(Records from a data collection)

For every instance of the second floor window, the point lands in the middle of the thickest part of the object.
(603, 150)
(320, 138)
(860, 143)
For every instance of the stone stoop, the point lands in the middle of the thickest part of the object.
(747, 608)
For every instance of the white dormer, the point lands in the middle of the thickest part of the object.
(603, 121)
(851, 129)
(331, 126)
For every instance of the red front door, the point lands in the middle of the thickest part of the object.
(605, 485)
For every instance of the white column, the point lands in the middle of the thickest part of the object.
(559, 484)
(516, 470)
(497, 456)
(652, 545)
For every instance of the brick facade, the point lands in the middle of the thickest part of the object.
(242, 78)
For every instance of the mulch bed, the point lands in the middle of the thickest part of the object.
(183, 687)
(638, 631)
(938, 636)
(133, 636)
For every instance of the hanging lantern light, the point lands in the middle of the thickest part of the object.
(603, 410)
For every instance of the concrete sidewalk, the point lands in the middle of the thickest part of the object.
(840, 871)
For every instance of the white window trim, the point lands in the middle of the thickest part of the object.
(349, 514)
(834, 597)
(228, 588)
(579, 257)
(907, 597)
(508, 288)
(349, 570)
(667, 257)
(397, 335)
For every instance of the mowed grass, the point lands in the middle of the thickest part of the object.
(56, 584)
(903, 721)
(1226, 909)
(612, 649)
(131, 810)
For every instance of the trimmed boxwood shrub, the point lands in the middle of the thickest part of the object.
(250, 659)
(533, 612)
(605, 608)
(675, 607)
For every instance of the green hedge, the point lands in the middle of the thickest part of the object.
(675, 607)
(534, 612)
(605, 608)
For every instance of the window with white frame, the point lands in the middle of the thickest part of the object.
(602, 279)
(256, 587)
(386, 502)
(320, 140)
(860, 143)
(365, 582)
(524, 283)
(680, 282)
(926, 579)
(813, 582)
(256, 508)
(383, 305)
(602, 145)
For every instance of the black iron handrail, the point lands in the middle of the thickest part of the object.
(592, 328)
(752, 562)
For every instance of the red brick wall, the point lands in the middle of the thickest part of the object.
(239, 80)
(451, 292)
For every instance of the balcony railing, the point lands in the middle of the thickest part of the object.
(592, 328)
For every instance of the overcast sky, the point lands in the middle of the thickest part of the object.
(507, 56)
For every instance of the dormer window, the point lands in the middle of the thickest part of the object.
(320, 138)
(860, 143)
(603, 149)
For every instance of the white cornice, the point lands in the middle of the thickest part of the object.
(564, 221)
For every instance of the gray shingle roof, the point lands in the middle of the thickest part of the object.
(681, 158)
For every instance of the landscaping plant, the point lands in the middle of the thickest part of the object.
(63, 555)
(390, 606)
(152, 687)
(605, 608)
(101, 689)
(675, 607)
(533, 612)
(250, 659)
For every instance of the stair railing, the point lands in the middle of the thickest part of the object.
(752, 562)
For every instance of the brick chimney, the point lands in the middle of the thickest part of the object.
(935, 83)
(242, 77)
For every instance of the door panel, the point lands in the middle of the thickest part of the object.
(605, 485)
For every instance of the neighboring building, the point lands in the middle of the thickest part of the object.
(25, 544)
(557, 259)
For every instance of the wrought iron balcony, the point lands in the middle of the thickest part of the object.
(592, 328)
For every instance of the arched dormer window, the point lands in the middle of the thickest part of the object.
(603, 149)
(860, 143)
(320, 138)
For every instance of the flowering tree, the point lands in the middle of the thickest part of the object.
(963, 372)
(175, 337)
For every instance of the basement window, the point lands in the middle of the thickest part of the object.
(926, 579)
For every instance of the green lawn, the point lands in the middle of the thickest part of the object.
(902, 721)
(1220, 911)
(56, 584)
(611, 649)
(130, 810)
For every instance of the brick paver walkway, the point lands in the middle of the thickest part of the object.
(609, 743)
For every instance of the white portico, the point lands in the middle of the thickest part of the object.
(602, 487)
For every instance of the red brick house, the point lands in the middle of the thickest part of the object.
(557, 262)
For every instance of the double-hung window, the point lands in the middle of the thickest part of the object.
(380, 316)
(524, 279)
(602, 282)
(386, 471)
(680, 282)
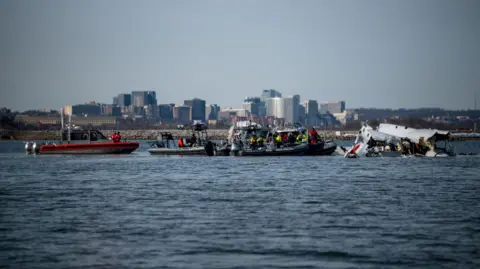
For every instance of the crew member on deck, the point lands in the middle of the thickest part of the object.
(301, 137)
(278, 140)
(193, 140)
(260, 141)
(180, 142)
(253, 142)
(313, 136)
(115, 137)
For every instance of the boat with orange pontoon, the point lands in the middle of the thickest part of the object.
(76, 141)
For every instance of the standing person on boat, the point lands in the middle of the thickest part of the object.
(253, 142)
(193, 140)
(278, 140)
(260, 141)
(291, 138)
(301, 138)
(116, 137)
(285, 138)
(180, 142)
(314, 136)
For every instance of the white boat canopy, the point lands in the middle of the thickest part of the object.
(411, 134)
(366, 133)
(240, 124)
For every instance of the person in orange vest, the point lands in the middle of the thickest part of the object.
(180, 142)
(114, 137)
(313, 136)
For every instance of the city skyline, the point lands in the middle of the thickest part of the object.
(394, 54)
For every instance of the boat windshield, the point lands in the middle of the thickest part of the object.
(82, 135)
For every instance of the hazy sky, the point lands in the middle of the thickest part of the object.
(368, 53)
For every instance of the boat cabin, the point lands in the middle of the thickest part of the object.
(83, 136)
(164, 140)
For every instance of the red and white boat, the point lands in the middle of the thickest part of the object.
(82, 142)
(78, 141)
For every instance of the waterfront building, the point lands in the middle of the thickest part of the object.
(198, 108)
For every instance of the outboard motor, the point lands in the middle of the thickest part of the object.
(210, 148)
(29, 147)
(35, 148)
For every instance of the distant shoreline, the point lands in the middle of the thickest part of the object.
(214, 134)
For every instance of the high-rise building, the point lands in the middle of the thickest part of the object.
(124, 99)
(275, 107)
(267, 94)
(211, 112)
(111, 110)
(301, 113)
(143, 98)
(292, 108)
(165, 112)
(198, 108)
(254, 105)
(332, 107)
(311, 112)
(270, 93)
(182, 114)
(87, 109)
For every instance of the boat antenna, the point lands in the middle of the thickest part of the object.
(69, 127)
(62, 124)
(61, 119)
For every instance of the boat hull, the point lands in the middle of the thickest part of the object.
(93, 148)
(321, 149)
(178, 151)
(282, 151)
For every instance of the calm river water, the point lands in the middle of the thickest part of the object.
(142, 211)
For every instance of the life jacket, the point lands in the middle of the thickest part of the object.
(115, 138)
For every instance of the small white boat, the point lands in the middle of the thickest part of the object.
(197, 144)
(179, 151)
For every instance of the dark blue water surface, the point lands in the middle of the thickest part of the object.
(142, 211)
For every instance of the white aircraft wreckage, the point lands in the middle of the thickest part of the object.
(390, 140)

§ **TASK REQUIREMENTS**
Transcribe the records verbatim and omit the images.

§ **WRITTEN SOLUTION**
For every instance of the second floor window, the point lands in the middle of the thickest part of the object.
(603, 150)
(320, 138)
(860, 143)
For every instance of the stone stoop, the point lands in the middle of the thickest part of the object.
(747, 608)
For every instance of the white dormer, the point lands in the middle of the thickest part of the object.
(603, 121)
(851, 129)
(331, 126)
For every instance of the red front door, the point lands in the middle of the thickest part of the object.
(605, 485)
For every instance of the white column, the point lands in the middle of the thickest part of the object.
(559, 484)
(516, 470)
(497, 456)
(652, 545)
For every instance of the brick facade, the point lands in the middle of the thickest part of the object.
(242, 78)
For every instance of the mulch bed, the point lands in the middle of the thickest part of the object.
(183, 687)
(638, 631)
(938, 636)
(133, 636)
For every instance of the hanging lantern light, the point lands in the middle of the thickest part of the object.
(603, 410)
For every instance of the concrete sidewalk, the point lands in the middle of the thickest part of the object.
(840, 871)
For every instance of the white window trim, the point lands in the middle of the thickest part of the object.
(349, 514)
(834, 597)
(228, 588)
(579, 257)
(907, 597)
(508, 288)
(349, 570)
(667, 257)
(397, 335)
For every instance of the mowed grass, the point lands in the middle of the thickest part of the object.
(56, 584)
(903, 721)
(1226, 909)
(612, 649)
(131, 810)
For every instance of the trimmed boxwood shrub, the point lands in the middle of the thickest part of the object.
(250, 659)
(533, 612)
(605, 608)
(675, 607)
For every instance of the green hedge, the point lands in the middle of the thickest part of the object.
(675, 607)
(534, 612)
(605, 608)
For every instance of the window with white frame, the point lands in the middle of the thickest part of the object.
(602, 279)
(256, 587)
(386, 502)
(320, 140)
(860, 143)
(365, 582)
(524, 283)
(680, 282)
(926, 579)
(813, 582)
(256, 508)
(383, 305)
(602, 145)
For every instance of the black iron handrail, the point lands in the middle of the thickest part of the object.
(592, 328)
(752, 562)
For every instance of the red brick wall, the point lands in the middle of the thickest part of the object.
(239, 80)
(451, 292)
For every instance of the balcony railing, the point lands in the middle of the thickest part of the object.
(592, 328)
For every instance of the overcast sky, the point lands in the middle of the thickest part of the object.
(507, 56)
For every instance of the dormer window, the point lands in the middle of the thickest part of the object.
(320, 138)
(860, 143)
(603, 149)
For every instance of the white cornice, the point lands in the middle of the thickest part of the object.
(564, 221)
For every instance of the gray shingle roof, the point lands in the middle of the thickest part of the object.
(681, 158)
For every instance of the landscaping plant, the point lands in the middle of the thickest part of the object.
(63, 555)
(390, 606)
(152, 687)
(605, 608)
(101, 689)
(675, 607)
(533, 612)
(250, 659)
For every instance of the stair railing, the point lands in the middle of the thickest part of the object.
(752, 562)
For every instance of the brick chimney, the point lands in the middle of the thickest part of the object.
(935, 83)
(242, 77)
For every instance of the door panel, the point lands in the middle of the thickest part of the object.
(605, 485)
For every instance of the neighboring building, the point lands in the middle of the thickest part of the object.
(25, 544)
(557, 259)
For every instance of the wrought iron balcony, the point lands in the middle of the thickest part of the object.
(592, 328)
For every instance of the arched dormer window, the point lands in the middle of the thickest part of the object.
(603, 149)
(860, 143)
(320, 138)
For every instance of the flowering tree, the point lands in the middle of the thickest part of the object.
(963, 372)
(175, 337)
For every instance of the basement window, the point lands in the middle of the thickest part of the object.
(926, 579)
For every instance of the green lawn, the point lands in the middle of the thickest part of the object.
(902, 721)
(1220, 911)
(56, 584)
(611, 649)
(130, 810)
For every instance of the brick paver walkway, the point lands in the middle of the thickest part of the object.
(609, 743)
For every instance of the white portico, the point lands in the middle of the thickest part of the object.
(602, 487)
For every instance of the red brick house, the point lands in the middle of the thickest part of the object.
(557, 262)
For every instance of the double-hung window, the point lands in the middle of the thickest part of the object.
(380, 316)
(524, 279)
(602, 282)
(386, 471)
(680, 282)
For every instance of the crew member on deck, the point lands in the middle of the thickest part of the object.
(301, 137)
(278, 140)
(193, 140)
(260, 141)
(180, 142)
(253, 142)
(313, 136)
(115, 137)
For every instance of the boat with orange pontoon, the point lands in the middle of the thickest part of the object.
(76, 141)
For every instance of the standing person on boat, the point lands in the middle of the thickest part of the object.
(253, 142)
(193, 140)
(278, 140)
(260, 141)
(291, 138)
(301, 138)
(116, 137)
(285, 138)
(180, 142)
(314, 136)
For every instance of the white boat canopy, the point lands in the middle of the thickest part of the object.
(411, 134)
(366, 133)
(240, 124)
For every instance of the person in orange vest, the point lands in the middle of the thickest part of the object.
(180, 142)
(114, 137)
(313, 136)
For every instance of the city skyline, the point lands in the middle of the thickest part of the object.
(394, 54)
For every instance of the boat windshield, the point lands in the middle of the thickest part of the object.
(82, 135)
For every instance of the hazy sky, the point lands in the middle of the thickest part of the object.
(368, 53)
For every instance of the boat cabin, the point lands in the middle of the thickest part of the object.
(83, 136)
(164, 140)
For every instance of the red and white boat, the point lands in the middle of the thickest part of the object.
(82, 142)
(78, 141)
For every instance of the waterfront building, the point lands in the middle of the thickest part of the object.
(198, 108)
For every instance of the outboard motor, the point lands in the middle of the thickest part of the object.
(210, 148)
(29, 147)
(35, 148)
For every instance of the distant shoreline, the point lands in the middle of the thickest part of the object.
(214, 134)
For every instance of the high-rise building, the point lands in the middle of the thickest part of the object.
(124, 99)
(275, 107)
(267, 94)
(211, 112)
(111, 110)
(301, 113)
(143, 98)
(292, 108)
(165, 112)
(198, 108)
(254, 105)
(332, 107)
(311, 112)
(270, 93)
(182, 114)
(87, 109)
For every instance of the boat antenna, the point lands in the middle of the thickest part of the object.
(69, 127)
(62, 124)
(61, 119)
For every instance of the boat hull, the point lands in the middle of the thickest part of the object.
(93, 148)
(321, 149)
(178, 151)
(282, 151)
For every instance of the calm river water, the point lands in the middle of the thickest part of the object.
(142, 211)
For every instance of the life jacket, the point lands in the middle of the thickest part of the object.
(115, 138)
For every instance of the small white boat, the point lands in the middle of the thickest part of the object.
(197, 144)
(179, 151)
For every instance of the dark blue water surface, the point lands in the middle of the thickest part of the object.
(142, 211)
For every instance of the white aircraft wreckage, the point lands in the middle of the thickest part of the object.
(390, 140)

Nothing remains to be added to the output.